EXERCISE DETAILS: Rewrite every one of the records below, replacing "smooth tomato skin" with "glossy tomato skin" and leaving all else unchanged. Leave the pictures out of your answer.

INPUT RECORDS:

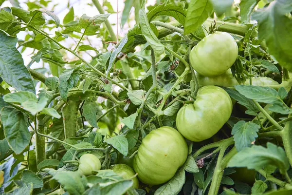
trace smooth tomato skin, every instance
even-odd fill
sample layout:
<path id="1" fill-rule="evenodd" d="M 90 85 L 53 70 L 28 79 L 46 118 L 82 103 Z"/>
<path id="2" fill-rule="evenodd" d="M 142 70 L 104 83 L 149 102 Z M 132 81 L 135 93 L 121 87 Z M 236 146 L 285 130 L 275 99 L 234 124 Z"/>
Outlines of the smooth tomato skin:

EXERCISE ANSWER:
trace glossy tomato skin, every instance
even-odd fill
sample layout:
<path id="1" fill-rule="evenodd" d="M 90 85 L 53 70 L 28 79 L 46 118 L 82 103 Z"/>
<path id="2" fill-rule="evenodd" d="M 142 70 L 104 83 L 149 102 Z M 132 81 L 135 93 L 121 87 Z M 236 146 L 285 130 L 275 99 L 234 124 Z"/>
Outlines of the glossy tomato skin:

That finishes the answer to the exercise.